> [EXCERPTED PASSAGE]:
— START —
HHVM rather than PHP

hhvm is Facebook's open-source virtual machine for executing PHP. It can offer a significant speed-up in performance over running the traditional PHP interpreter before PHP 7. It also supports the Hack language which is a variant on PHP. hhvm works for both Linux and for Macos, but at this time (mid-2018) did not seem to be available for Windows. hhvm seemed to require slightly more memory to work without crashing, so make sure your machine has at least 8GB of memory.
  1. If on a Mac, install the Homebrew package manager.
  2. Install hhvm if it is not already installed. On Linux:
     sudo apt install hhvm
    
    on a Mac:
     sudo brew install hhvm
    
  3. Download Yioop and use mv to rename the Yioop folder to yioop.
  4. cd into the yioop folder.
  5. Run Yioop:
     hhvm index.php
    
    this will run the web server on port 8080. To run on some other port:
     sudo hhvm index.php some_other_port_number
    
  6. In a browser, go to the page http://localhost:8080/ . You should see the default search landing page for Yioop. Click sign in and fill in the form as:
     Login: root
     Password: (leave blank)
    
  7. Now go to Yioop => Configure and alter the following settings:
     Search Engine Work Directory: (don't change)
     Default Language: (choose the language you want, or for now leave as English)
     Debug Display: (don't change)
     Search Access: (don't change)
     Crawl Robot Name: TestBot
     Robot Description: This bot is for test purposes. It respects robots.txt
    
    The crawl robot name is what will appear together with a url to a bot.php page in web server log files of sites you crawl. The bot.php page will display what you write in robot description. This should give contact information in case your robot misbehaves. Obviously, you should customize the above to what you want to say.
  8. Go to Manage Crawls. Click on the options to set up where you want to crawl. Type in a name for the crawl and click start crawl.
  9. Let it crawl for a while, until you see the Total URLs Seen > 1.
  10. Then click Stop Crawl and wait for the crawl to appear in the previous crawls list. Set it as the default crawl. You should be able to search using this index.

Install Yioop Under a Web Server

XAMPP on Windows

  1. Download Xampp. These directions were tested on Xampp 5.6.11.
  2. Install Xampp.
  3. Open Control Panel. Go to System => Advanced system settings => Advanced. Click on Environment Variables. Look under System Variables and select Path. Click Edit. Tack onto the end of Variable Values:
     ;C:\xampp\php;
    
    Click OK a bunch times to get rid of windows. Close the Control Panel window. Reopen it and go to the same place to make sure the path variable really was changed. I then restarted the machine to really make sure these settings took effect.
— END —
> [DATA SUPPLIED]:
— START —
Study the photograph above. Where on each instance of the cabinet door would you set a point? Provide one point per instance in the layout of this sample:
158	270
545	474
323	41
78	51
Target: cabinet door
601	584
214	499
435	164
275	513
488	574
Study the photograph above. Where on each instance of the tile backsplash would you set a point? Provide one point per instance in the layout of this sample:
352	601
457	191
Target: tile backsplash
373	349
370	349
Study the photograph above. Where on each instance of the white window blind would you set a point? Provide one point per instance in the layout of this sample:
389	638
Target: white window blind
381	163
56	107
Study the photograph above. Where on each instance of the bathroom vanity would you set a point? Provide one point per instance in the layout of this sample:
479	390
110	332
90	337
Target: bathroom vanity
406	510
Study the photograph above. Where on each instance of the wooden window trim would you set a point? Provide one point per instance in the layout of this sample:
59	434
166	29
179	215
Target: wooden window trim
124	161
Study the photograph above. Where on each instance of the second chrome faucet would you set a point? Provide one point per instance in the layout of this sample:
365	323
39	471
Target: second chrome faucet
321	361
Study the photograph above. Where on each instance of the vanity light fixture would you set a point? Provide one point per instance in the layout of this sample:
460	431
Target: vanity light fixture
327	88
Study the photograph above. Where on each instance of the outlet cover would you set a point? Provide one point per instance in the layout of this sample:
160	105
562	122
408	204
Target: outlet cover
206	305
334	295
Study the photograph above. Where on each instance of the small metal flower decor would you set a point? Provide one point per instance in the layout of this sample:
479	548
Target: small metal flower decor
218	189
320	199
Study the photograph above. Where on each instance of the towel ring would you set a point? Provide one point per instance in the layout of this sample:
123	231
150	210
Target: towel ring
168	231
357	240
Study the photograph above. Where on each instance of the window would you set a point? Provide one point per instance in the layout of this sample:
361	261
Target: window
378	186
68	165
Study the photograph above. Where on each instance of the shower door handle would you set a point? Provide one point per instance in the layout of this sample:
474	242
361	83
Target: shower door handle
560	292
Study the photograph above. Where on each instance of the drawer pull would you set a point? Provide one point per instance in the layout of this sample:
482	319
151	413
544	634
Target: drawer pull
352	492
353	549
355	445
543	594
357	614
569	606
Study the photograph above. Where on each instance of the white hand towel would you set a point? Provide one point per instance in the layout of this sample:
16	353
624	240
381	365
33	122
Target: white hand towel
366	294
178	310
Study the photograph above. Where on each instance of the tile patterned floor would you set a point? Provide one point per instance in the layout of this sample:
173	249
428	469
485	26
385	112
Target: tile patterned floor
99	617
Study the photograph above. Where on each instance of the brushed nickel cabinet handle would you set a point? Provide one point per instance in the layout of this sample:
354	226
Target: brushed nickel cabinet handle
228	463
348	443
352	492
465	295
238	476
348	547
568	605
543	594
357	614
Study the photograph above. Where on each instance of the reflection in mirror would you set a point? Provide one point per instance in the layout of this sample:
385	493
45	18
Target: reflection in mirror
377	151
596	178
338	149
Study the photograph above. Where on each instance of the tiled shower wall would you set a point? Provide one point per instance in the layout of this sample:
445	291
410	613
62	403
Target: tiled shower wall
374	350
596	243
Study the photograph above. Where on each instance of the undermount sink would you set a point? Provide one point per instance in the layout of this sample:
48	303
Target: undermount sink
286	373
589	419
— END —
> [WRITTEN REQUEST A]:
According to the HHVM setup instructions, how much memory should the machine have?
> [WRITTEN REQUEST B]:
List every setting named under Yioop => Configure in the HHVM setup instructions.
> [WRITTEN REQUEST C]:
Please rewrite the paragraph of the HHVM setup instructions that begins "hhvm is Facebook's open-source virtual machine" as a bulleted list, keeping its main facts.

> [EXERCISE RESULT A]:
At least 8GB.

> [EXERCISE RESULT B]:
- Search Engine Work Directory
- Default Language
- Debug Display
- Search Access
- Crawl Robot Name
- Robot Description

> [EXERCISE RESULT C]:
- hhvm is Facebook's open-source virtual machine for executing PHP.
- It can run significantly faster than the traditional PHP interpreter before PHP 7.
- It supports Hack, a variant of PHP.
- It works on Linux and macOS but did not seem to be available for Windows as of mid-2018.
- It seemed to need slightly more memory to avoid crashing, so the machine should have at least 8GB.